+++ Dataset

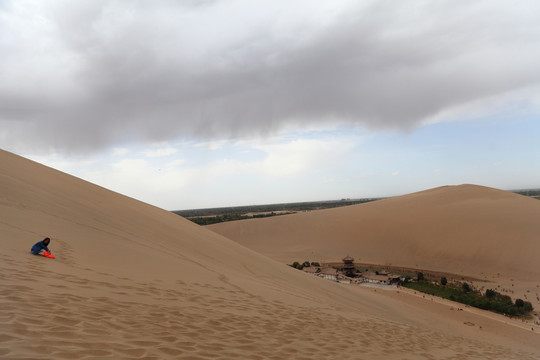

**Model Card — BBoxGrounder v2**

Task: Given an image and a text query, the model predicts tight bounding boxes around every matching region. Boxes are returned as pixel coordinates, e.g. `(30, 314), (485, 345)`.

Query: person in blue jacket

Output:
(30, 238), (51, 256)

++++++

--- Directions ---
Pull out every line of the entries above that contains the string "matching", treating uppercase and lowercase as different.

--- Written response ---
Task: Given an image and a text query, the model predicts tight bounding boxes around every matching region. Boxes are returned as pixel coordinates, e.g. `(30, 314), (485, 345)`.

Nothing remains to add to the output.